→ WHAT THE TASK ASKS:
State how many lines in the listing below contain the string "blurred". Reply with the number alone.

Coordinate annotation records

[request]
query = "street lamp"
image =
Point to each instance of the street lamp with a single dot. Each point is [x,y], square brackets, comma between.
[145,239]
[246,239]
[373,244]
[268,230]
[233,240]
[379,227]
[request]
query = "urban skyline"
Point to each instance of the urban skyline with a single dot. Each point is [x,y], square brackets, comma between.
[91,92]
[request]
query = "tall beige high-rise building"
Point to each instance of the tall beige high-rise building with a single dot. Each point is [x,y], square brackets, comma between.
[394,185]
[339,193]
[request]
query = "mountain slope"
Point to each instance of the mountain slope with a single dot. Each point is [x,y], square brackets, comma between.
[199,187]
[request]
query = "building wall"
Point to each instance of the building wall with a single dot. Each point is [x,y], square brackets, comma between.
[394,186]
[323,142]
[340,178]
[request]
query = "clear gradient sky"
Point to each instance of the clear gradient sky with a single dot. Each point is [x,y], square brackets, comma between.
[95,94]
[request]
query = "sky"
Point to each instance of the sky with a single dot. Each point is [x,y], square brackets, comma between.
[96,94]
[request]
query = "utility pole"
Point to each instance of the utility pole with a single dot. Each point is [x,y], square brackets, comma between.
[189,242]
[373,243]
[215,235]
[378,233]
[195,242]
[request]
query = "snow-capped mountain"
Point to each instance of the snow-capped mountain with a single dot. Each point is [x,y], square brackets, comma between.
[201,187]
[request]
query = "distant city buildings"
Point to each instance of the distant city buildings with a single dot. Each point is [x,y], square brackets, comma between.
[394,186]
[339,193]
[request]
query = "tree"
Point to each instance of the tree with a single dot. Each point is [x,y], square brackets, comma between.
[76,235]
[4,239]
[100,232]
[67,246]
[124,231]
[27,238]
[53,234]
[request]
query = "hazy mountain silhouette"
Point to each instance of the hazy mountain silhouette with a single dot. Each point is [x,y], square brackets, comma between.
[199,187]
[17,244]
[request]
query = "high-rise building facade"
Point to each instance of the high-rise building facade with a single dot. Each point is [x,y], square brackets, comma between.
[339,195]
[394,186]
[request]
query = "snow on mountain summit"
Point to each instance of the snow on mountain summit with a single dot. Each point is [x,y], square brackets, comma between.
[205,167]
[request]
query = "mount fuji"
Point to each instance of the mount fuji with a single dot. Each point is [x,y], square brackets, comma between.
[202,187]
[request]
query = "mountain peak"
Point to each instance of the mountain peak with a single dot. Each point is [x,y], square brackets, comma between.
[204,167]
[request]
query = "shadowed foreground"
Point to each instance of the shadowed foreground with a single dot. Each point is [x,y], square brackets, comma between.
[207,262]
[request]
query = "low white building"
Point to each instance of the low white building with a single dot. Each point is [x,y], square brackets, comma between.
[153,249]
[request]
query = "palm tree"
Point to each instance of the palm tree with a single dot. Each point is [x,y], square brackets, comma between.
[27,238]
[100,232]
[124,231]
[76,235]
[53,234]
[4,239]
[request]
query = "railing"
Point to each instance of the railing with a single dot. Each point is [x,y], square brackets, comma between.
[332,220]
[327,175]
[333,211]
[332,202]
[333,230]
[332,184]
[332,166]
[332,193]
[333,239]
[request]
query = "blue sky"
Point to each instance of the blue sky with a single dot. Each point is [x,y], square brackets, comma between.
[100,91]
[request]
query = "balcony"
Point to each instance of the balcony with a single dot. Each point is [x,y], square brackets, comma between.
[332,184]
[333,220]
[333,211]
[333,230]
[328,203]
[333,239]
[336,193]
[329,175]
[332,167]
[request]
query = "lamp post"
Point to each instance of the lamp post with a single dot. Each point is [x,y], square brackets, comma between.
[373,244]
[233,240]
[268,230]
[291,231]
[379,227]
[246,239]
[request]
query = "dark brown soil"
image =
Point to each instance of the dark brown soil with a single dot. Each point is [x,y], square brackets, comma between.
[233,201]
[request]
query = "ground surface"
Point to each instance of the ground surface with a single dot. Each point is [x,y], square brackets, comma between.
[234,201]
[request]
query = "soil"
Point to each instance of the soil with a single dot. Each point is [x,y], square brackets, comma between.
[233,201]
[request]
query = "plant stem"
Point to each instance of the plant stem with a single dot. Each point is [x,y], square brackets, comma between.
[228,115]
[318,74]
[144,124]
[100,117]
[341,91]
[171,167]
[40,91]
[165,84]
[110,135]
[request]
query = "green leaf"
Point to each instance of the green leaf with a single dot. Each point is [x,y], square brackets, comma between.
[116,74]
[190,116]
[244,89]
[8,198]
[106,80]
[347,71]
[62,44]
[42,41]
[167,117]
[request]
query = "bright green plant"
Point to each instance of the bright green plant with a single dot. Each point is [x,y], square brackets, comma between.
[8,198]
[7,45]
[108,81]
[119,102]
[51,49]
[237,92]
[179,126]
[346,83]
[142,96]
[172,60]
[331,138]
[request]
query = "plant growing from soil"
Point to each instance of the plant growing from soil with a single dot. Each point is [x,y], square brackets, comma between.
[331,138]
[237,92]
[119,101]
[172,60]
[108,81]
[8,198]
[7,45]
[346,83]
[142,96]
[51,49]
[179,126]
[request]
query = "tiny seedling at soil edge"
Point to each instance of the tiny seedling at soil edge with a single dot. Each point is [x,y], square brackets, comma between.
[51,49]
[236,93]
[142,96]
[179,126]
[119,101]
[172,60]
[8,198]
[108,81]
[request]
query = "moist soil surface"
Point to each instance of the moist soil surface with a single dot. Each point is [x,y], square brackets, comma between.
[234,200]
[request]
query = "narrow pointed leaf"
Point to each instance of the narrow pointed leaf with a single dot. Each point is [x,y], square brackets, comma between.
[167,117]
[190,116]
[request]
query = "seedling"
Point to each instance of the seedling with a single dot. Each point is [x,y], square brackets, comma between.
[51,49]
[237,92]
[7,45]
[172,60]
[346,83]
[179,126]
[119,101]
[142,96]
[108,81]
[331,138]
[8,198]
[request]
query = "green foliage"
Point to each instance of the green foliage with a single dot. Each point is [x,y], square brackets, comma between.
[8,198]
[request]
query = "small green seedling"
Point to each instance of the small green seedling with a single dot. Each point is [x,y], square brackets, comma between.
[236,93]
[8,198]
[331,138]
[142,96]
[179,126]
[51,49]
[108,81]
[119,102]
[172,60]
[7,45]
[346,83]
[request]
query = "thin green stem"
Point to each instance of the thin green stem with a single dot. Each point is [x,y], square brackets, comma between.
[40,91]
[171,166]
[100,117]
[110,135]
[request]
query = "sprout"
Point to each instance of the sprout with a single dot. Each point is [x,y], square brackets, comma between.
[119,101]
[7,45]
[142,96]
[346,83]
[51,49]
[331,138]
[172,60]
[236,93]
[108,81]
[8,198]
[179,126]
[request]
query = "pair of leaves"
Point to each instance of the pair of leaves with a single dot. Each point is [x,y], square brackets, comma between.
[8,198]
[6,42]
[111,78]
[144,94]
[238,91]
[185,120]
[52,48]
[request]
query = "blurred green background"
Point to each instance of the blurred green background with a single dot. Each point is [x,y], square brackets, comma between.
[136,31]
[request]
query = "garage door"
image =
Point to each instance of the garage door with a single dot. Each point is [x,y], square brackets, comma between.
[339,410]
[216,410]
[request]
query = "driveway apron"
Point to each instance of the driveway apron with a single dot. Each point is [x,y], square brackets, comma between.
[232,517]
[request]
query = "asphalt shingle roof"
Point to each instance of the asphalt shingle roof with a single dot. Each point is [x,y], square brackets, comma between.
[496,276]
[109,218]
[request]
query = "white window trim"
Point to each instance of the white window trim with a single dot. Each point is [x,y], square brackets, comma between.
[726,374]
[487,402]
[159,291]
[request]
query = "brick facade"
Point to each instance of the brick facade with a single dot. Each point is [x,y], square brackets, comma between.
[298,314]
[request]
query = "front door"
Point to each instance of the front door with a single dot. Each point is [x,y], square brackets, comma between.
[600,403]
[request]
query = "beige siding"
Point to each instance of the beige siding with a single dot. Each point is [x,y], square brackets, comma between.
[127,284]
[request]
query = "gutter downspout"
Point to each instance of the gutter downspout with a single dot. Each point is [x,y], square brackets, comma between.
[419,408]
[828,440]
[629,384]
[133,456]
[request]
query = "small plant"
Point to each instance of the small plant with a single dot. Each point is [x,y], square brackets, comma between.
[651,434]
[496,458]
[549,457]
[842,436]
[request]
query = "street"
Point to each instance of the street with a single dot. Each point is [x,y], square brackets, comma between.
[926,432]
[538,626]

→ RESPONSE TO THE TASK:
2